### What you will do
Please copy each of the lines below word for word.

====== Supplied records ======

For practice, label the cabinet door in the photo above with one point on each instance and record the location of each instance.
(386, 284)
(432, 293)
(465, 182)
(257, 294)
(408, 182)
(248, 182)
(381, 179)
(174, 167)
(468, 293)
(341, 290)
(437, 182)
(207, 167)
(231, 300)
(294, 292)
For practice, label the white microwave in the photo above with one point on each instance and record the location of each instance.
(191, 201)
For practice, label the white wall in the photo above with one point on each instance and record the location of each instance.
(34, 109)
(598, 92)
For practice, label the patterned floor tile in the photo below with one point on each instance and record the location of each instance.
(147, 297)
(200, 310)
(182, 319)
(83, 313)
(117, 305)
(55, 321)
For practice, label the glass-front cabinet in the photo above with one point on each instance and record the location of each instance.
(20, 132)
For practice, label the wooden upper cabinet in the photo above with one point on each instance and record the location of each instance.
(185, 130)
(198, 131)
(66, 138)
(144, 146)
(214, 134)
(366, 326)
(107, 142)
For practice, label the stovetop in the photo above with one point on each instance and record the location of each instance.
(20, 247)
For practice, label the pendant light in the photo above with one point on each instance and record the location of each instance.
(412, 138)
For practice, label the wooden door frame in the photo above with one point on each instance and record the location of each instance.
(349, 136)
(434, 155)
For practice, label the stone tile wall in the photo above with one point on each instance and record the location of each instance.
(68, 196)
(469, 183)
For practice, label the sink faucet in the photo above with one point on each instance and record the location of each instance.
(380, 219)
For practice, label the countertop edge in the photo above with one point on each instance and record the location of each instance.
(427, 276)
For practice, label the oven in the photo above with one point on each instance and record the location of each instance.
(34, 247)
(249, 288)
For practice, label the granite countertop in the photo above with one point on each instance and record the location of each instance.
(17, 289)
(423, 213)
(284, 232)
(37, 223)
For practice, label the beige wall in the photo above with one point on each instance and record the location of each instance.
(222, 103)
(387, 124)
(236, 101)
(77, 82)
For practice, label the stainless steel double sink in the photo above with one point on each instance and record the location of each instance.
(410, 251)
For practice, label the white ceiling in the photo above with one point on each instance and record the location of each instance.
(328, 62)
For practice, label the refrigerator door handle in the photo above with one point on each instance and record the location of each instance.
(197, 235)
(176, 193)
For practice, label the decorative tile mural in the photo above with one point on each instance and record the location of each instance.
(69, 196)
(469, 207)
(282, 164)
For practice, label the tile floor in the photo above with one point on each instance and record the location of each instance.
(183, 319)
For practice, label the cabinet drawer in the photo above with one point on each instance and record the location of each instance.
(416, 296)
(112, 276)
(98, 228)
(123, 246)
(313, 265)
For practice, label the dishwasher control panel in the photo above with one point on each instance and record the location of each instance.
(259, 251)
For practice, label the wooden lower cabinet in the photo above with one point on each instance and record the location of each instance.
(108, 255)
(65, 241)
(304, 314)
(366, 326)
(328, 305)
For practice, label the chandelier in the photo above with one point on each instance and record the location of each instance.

======

### Complete answer
For practice, label the cabinet door in the photo above with one point on each instance and record the location of each instance.
(386, 284)
(432, 293)
(465, 182)
(257, 294)
(408, 182)
(248, 182)
(381, 179)
(174, 167)
(468, 293)
(341, 290)
(437, 182)
(207, 167)
(231, 300)
(294, 292)
For practice, label the white microwave in the photo above with one point on each instance and record the location of each instance.
(191, 201)
For practice, label the white wall in the photo above with one point on each instance and record the location of each instance.
(34, 109)
(598, 92)
For practice, label the patterned floor tile in the photo below with one point on each instance and record the location of each instance.
(147, 297)
(200, 310)
(182, 319)
(83, 313)
(117, 305)
(55, 321)
For practice, label the glass-front cabinet in the photo above with one point on each instance and record the location of each instance.
(20, 132)
For practice, label the wooden upper cabinet in the photo above with one point on each instance and record the location of each instance.
(185, 130)
(198, 131)
(66, 138)
(144, 146)
(214, 134)
(366, 326)
(107, 142)
For practice, label the stovetop in the photo above with one point on each instance and record the location of each instance.
(20, 247)
For practice, label the pendant light in the photo above with one point on each instance and record the location of each instance.
(412, 138)
For practice, label the wooden door frame in the photo above with one point on each instance and record the location of each instance.
(349, 136)
(434, 155)
For practice, label the stone tile wall in the photo above with one point on each instance and record the location of each instance.
(68, 196)
(469, 183)
For practice, label the sink faucet in the photo above with one point on each instance and record the location of each instance.
(380, 219)
For practice, label the countertop edge in the photo above with one point on each instance and record the location of each instance.
(427, 276)
For practice, label the oven in the photo above with one point on each instance and record the location of each instance.
(34, 247)
(249, 288)
For practice, label the granite countertop in the photo above with one point on each instance and record the location of each instance.
(17, 289)
(423, 213)
(284, 232)
(37, 223)
For practice, label the beige wall in the photo above with one point on each instance and record the location of each instance.
(222, 103)
(387, 124)
(236, 101)
(77, 82)
For practice, label the stainless steel double sink in the photo above with one point on each instance and record the location of each instance.
(410, 251)
For practice, label the white ceiling in the photo above with one point on each instance and record the location of each instance.
(328, 62)
For practice, label the refrigerator door handle in the photo above with one point on each instance and record the location of each instance.
(197, 235)
(176, 193)
For practice, label the decorative tile mural in the photo above with one point on each instance and record the location of each instance.
(69, 196)
(469, 207)
(282, 164)
For practice, label the tile floor in the photo above with one point on each instance and record the location of each instance.
(183, 319)
For practice, label the cabinet drawer in the photo above with one point on each instance and record the location of each instance.
(416, 296)
(112, 276)
(98, 228)
(123, 246)
(313, 265)
For practice, label the dishwasher control panel in the photo above with one point on each instance and record the location of each instance.
(259, 251)
For practice, label the wooden lower cabinet in the photo above with one point on each instance and record the location of each instance.
(108, 255)
(65, 241)
(304, 314)
(366, 326)
(328, 305)
For practice, label the chandelier in the photo above with one point on each instance and record the location of each instance.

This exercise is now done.